- [Exercise]: Everything in the listing should be restated word for word.

- [Provided records]:
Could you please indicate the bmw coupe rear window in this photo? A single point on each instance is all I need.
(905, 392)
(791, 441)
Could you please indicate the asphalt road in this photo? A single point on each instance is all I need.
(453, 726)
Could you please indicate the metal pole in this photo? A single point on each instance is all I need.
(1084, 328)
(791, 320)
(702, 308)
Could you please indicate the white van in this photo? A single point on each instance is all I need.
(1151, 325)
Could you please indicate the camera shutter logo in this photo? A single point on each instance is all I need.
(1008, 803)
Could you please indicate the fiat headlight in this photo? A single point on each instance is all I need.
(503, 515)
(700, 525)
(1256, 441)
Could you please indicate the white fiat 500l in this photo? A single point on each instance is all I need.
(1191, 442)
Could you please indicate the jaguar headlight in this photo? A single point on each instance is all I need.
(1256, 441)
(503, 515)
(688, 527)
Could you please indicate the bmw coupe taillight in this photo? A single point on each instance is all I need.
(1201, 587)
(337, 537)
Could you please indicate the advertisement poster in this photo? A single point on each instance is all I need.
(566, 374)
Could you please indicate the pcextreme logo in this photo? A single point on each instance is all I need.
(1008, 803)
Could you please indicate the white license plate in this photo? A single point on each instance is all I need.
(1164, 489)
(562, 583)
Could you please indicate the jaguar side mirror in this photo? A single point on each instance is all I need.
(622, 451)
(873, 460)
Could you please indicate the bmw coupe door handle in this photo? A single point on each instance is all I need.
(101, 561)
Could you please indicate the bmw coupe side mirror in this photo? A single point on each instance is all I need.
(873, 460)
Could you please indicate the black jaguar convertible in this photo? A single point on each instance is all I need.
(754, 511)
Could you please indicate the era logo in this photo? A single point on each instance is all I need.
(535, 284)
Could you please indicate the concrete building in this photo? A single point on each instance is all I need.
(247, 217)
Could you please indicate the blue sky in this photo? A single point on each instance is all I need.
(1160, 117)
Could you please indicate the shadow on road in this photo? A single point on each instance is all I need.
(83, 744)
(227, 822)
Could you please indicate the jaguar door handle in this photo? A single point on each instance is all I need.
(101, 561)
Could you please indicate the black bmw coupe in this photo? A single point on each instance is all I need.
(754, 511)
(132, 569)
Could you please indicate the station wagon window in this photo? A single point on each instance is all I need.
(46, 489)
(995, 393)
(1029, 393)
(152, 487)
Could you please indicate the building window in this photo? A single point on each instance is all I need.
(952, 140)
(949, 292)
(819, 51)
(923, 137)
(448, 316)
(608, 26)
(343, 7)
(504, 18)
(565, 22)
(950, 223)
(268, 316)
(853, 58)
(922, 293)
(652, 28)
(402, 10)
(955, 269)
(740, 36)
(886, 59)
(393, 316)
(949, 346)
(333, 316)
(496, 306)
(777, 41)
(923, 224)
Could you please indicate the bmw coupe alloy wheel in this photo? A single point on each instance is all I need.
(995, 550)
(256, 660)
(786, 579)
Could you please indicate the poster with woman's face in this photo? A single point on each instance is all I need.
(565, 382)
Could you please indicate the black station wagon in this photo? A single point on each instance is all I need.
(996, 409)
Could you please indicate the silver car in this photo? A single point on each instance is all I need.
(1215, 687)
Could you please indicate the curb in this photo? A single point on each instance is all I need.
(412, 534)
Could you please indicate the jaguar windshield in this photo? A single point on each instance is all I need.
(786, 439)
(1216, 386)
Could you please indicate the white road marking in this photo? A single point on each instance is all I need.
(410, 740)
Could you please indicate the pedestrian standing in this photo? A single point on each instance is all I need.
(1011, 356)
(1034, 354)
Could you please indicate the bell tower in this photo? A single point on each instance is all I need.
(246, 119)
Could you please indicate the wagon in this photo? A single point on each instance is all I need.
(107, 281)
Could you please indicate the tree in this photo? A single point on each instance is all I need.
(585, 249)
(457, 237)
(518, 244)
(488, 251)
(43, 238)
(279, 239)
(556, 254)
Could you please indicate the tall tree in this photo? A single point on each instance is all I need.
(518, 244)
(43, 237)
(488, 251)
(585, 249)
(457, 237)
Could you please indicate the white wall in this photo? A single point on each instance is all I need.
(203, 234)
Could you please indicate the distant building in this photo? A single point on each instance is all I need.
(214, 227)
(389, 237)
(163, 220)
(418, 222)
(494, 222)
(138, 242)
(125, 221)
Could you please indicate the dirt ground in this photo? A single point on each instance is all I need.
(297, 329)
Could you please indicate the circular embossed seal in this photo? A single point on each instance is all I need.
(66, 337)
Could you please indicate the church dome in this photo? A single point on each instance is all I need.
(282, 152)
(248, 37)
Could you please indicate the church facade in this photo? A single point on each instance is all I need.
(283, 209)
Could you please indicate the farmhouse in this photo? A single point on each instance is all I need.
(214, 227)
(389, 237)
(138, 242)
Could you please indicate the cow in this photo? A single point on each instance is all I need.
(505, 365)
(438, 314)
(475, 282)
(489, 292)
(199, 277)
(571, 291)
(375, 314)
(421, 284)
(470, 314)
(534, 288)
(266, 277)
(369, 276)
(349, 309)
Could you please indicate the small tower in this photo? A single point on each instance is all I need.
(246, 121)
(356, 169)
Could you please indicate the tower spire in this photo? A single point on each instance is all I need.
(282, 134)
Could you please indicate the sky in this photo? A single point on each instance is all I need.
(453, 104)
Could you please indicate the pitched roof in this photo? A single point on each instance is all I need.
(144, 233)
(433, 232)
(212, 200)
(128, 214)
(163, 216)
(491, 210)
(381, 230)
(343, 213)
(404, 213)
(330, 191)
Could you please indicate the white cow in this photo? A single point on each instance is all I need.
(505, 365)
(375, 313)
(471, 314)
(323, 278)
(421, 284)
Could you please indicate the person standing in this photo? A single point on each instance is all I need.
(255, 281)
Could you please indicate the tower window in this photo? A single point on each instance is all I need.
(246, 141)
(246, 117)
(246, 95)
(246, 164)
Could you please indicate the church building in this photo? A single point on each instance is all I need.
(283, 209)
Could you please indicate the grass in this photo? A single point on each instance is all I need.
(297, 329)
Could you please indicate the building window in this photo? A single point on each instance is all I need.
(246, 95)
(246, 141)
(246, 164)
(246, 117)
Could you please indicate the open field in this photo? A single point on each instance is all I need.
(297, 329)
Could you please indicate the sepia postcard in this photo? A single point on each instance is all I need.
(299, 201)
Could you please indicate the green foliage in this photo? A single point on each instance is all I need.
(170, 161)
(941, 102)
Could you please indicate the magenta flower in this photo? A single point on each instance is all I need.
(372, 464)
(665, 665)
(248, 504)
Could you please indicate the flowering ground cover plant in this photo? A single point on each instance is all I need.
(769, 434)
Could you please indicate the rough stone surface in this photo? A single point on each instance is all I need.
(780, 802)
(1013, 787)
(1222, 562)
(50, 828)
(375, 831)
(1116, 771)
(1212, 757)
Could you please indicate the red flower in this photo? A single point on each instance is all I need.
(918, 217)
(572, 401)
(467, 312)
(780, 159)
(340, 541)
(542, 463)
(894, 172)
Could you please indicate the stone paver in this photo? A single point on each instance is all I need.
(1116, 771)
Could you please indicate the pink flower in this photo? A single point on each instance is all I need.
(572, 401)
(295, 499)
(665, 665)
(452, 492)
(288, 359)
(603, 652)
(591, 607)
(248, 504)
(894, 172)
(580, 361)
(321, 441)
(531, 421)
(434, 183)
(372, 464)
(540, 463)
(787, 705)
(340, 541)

- [Response for this exercise]:
Could you please indicate the bmw coupe rear window in this photo? A single point on each instance is all I need.
(905, 392)
(791, 441)
Could you please indicate the asphalt road in this photo? A single point on each instance is all I need.
(453, 726)
Could you please indicate the metal pole in this photo? A single point on each instance is all I need.
(1084, 328)
(791, 320)
(702, 308)
Could you please indicate the white van in this photo? A single point on each instance is all I need.
(1151, 325)
Could you please indicate the camera shutter logo in this photo? A single point on each instance is all I need.
(1008, 803)
Could you please indicate the fiat headlight in this photo? A single point on each instance is all I need.
(503, 515)
(700, 525)
(1256, 441)
Could you please indicate the white fiat 500l in this photo? A single point on each instance is all I need.
(1191, 442)
Could you please indicate the jaguar headlight in this photo? A single point on each instance is all I need.
(1256, 441)
(503, 515)
(688, 527)
Could you please indicate the bmw coupe taillight in this photo? A single point on each instance is all I need.
(1201, 587)
(337, 537)
Could you please indicate the advertisement poster in this photo? A single point on each instance is all I need.
(566, 374)
Could you please indicate the pcextreme logo in this photo? A single point on each instance is all I need.
(1008, 803)
Could you please indicate the white license plate in this photo? A single point on each instance is all I need.
(1164, 489)
(562, 583)
Could you please indicate the jaguar side mirror in this photo? A single point on each instance is all I need.
(622, 451)
(873, 460)
Could you please indicate the bmw coupe door handle in this photo? A single point on each instance is all I need.
(101, 561)
Could you please indicate the bmw coupe side mirror in this photo? A single point on each instance is all I need.
(873, 460)
Could you please indicate the black jaguar convertible in this photo? A single point on each instance is all I need.
(754, 511)
Could you please indicate the era logo in this photo? A single point on each instance is all I need.
(535, 284)
Could you please indicate the concrete building in this photo? A single point on each instance is all I need.
(247, 217)
Could you please indicate the blue sky in this photo? A single point on each instance is all I need.
(1160, 117)
Could you please indicate the shadow on road in this photo? A single point on each instance is all I need.
(83, 744)
(227, 822)
Could you please indicate the jaguar door handle in this photo? A single point on each instance is all I need.
(101, 561)
Could you please indicate the black bmw coupe in this photo? A single point on each instance is all I need.
(754, 511)
(132, 569)
Could you please indicate the station wagon window in this photo? A single point on each instance is all I need.
(46, 489)
(995, 393)
(1029, 393)
(152, 487)
Could you please indicate the building window in this photo? A single point on each instance is all I need.
(952, 140)
(949, 292)
(819, 51)
(923, 137)
(448, 316)
(608, 26)
(343, 7)
(504, 18)
(565, 22)
(950, 223)
(268, 316)
(853, 58)
(922, 293)
(652, 28)
(402, 10)
(955, 269)
(740, 36)
(886, 59)
(393, 316)
(949, 346)
(333, 316)
(496, 306)
(777, 41)
(923, 224)
Could you please indicate the bmw coupe alloy wheel in this photo? A single point on each instance is all I need.
(995, 550)
(256, 660)
(786, 579)
Could you please indicate the poster with woman's face in this photo? A single point on each instance is all I need.
(565, 382)
Could you please indicate the black station wagon in this photo? A single point on each instance is all I need.
(996, 409)
Could you please indicate the silver car in this photo? A single point on each instance is all I need.
(1215, 687)
Could you please indicate the curb in this photo? A single point on each instance is all I need.
(412, 534)
Could you please indicate the jaguar windshield in this photo? A single point on each instance is all I need.
(786, 439)
(1216, 386)
Could you please indicate the white road marking in this photo? A single point on each instance is all I need.
(410, 740)
Could you please indicate the pedestrian standing in this photo? A single point on each instance is all I need.
(1011, 356)
(1034, 354)
Could you please indicate the bell tower in this photo? A single point on each instance is all I need.
(246, 119)
Could you please indicate the wagon in this photo? A single point on each instance is all I need.
(107, 281)
Could you please indicate the tree in this photo? A single point on each instance is all I need.
(585, 249)
(457, 237)
(518, 244)
(488, 251)
(43, 238)
(279, 239)
(556, 254)
Could you please indicate the tall tree in this photo? A single point on each instance is all I need.
(518, 244)
(43, 237)
(488, 251)
(585, 249)
(457, 237)
Could you please indicate the white wall in this photo? A single point on each instance is all I need.
(203, 234)
Could you please indicate the distant building in this photo? A single point on each instance is all I need.
(214, 227)
(389, 237)
(163, 220)
(418, 222)
(494, 222)
(138, 242)
(125, 221)
Could you please indicate the dirt ground in this photo? A single point on each instance is all I need.
(297, 329)
Could you please indicate the circular embossed seal in this photo? A single point on each instance is all I need.
(66, 337)
Could you please indicate the church dome in this photo? A single point on each instance is all I need.
(282, 152)
(248, 37)
Could you please indicate the church facade in this photo? A single point on each instance is all I need.
(283, 209)
Could you please indicate the farmhouse in this photo? A single point on each instance is all I need.
(214, 227)
(389, 237)
(138, 242)
Could you please indicate the cow in this photo? A single point on each instance is all I need.
(505, 365)
(438, 314)
(475, 282)
(489, 292)
(199, 277)
(571, 291)
(375, 314)
(421, 284)
(470, 314)
(534, 288)
(266, 277)
(369, 276)
(349, 309)
Could you please indicate the small tower in this photo? A single point on each instance is all I need.
(246, 121)
(356, 169)
Could you please indicate the tower spire in this photo? A single point on each instance is all I need.
(282, 134)
Could you please indicate the sky in this photo? A single point on each instance is all I need.
(453, 104)
Could you please indicate the pitched roof in this photo? A single point on each instance is all I need.
(144, 233)
(433, 232)
(212, 200)
(128, 214)
(163, 216)
(491, 210)
(381, 230)
(343, 213)
(404, 213)
(330, 191)
Could you please indicate the white cow in this photo? A single point on each instance is all I need.
(505, 365)
(375, 313)
(471, 314)
(323, 278)
(421, 284)
Could you please indicate the person standing in this photo? A single point on each instance is all I need.
(255, 281)
Could you please indicate the tower window in this photo? A single point on each instance is all I need.
(246, 141)
(246, 117)
(246, 95)
(246, 164)
Could you please indicate the church building in this photo? A single point on each instance is all I need.
(283, 209)
Could you please indicate the grass in this photo? A single point on each instance is all I need.
(297, 329)
Could you please indicate the building window in this photo? A single point on each instance is all I need.
(246, 95)
(246, 141)
(246, 164)
(246, 117)
Could you please indicate the open field in this photo? A single point on each instance is all I need.
(297, 329)
Could you please indicate the sepia postcard in this photo? A single point on each instance is all I need.
(299, 201)
Could you please indicate the green foliage in this photo? A single point on each instance is all I need.
(170, 161)
(941, 102)
Could you please indicate the magenta flower in this photo? A single point on each instance is all I need.
(372, 464)
(665, 665)
(248, 504)
Could you please indicate the flowering ground cover plant in this photo? A single point on each instance is all I need.
(769, 434)
Could you please indicate the rough stone surface in this photo? A single point on each instance is all I need.
(780, 802)
(1013, 787)
(1222, 562)
(50, 828)
(375, 831)
(1116, 771)
(1212, 757)
Could you please indicate the red flower in this photo? A single point on each instance is all I need.
(918, 217)
(572, 401)
(467, 312)
(780, 159)
(340, 541)
(542, 463)
(894, 172)
Could you please indicate the stone paver in this photo? A single point on each instance is all I need.
(1116, 771)
Could you please indicate the pink flower in this photo? A single point on each instance is all I need.
(572, 401)
(295, 499)
(665, 665)
(452, 492)
(288, 359)
(603, 652)
(591, 607)
(248, 504)
(894, 172)
(580, 361)
(321, 441)
(531, 421)
(434, 183)
(372, 464)
(540, 463)
(787, 705)
(340, 541)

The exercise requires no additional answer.